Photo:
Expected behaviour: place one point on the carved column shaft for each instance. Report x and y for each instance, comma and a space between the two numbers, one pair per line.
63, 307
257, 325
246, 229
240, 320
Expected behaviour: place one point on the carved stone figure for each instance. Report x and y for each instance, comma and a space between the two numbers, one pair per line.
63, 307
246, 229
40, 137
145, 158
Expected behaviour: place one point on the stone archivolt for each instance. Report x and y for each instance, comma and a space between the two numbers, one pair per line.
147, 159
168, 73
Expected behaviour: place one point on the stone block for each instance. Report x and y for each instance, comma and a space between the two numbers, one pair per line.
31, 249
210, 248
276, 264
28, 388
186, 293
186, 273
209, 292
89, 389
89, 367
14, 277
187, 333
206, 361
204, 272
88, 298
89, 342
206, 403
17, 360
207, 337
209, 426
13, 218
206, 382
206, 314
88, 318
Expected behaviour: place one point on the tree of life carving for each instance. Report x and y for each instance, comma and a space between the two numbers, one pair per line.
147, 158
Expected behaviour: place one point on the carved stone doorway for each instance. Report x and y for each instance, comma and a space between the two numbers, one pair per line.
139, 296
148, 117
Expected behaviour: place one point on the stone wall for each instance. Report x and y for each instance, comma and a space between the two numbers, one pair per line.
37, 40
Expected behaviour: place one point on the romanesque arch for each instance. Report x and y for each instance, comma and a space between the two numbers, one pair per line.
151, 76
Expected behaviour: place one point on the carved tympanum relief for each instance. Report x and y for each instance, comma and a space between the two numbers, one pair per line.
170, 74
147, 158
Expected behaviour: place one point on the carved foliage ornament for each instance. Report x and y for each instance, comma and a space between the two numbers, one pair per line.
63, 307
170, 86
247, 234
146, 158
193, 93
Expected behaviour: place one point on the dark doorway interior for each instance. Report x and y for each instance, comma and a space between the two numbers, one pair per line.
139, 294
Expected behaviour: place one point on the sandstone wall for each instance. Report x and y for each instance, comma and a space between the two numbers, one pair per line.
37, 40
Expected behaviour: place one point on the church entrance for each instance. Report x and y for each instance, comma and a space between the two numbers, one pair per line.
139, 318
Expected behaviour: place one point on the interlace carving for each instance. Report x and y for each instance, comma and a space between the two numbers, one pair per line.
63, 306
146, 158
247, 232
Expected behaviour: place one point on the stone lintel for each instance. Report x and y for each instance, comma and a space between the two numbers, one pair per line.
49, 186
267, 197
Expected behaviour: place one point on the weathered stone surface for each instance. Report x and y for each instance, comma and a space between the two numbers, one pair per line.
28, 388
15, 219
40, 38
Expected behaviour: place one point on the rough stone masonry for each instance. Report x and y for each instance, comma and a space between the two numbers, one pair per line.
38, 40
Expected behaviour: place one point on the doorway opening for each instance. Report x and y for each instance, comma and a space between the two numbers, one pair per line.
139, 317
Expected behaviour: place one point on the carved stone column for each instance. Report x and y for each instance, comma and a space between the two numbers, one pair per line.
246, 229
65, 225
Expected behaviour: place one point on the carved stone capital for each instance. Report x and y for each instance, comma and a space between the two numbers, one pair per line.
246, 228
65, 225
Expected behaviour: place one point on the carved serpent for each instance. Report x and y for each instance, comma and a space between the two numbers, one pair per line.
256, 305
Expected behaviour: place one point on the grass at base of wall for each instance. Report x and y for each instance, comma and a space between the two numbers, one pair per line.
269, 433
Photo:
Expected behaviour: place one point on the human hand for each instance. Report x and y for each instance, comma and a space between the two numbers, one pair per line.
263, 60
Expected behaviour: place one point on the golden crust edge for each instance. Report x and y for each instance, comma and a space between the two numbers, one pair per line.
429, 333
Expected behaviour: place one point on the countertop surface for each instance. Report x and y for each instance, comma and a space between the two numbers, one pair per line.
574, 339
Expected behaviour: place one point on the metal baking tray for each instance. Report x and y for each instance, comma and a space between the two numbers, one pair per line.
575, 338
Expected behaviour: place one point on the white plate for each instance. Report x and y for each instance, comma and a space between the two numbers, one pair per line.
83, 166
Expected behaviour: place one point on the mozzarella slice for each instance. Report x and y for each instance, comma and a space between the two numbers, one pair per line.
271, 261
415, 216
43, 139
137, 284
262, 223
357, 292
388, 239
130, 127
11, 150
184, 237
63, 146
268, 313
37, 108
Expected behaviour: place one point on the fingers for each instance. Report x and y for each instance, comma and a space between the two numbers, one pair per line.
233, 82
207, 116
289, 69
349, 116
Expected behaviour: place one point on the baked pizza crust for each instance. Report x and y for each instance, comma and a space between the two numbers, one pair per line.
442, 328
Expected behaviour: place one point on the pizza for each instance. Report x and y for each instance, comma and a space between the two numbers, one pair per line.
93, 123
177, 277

→ WORK REQUEST
Beginning with the line that contains "Expected behaviour: place one point on the mozzarella", write out every line through the end of the entries above, exactly.

→ RESPONSE BELOW
Expected behaviour: place one point on the mozzarella slice for each instance. Report x and y for each instance, comma and a space between the two numbers, one pair per line.
271, 261
415, 216
43, 139
137, 284
262, 223
357, 292
388, 239
130, 127
11, 150
184, 237
63, 146
268, 313
37, 108
Expected behaviour: place one point on the fingers for each instance. Report x and y for each instance, comma and a space between the two numbers, one pair per line.
233, 82
207, 116
289, 69
349, 116
Expected behaviour: place one point on the baked pizza crust for each instance. Report x and y for each instance, comma and a space between the two numbers, one pair per line.
442, 328
Expected behaviour: place one point on the pizza for each instance. Report x and y for each instance, comma and a space between the two numbers, one pair per line.
93, 123
177, 277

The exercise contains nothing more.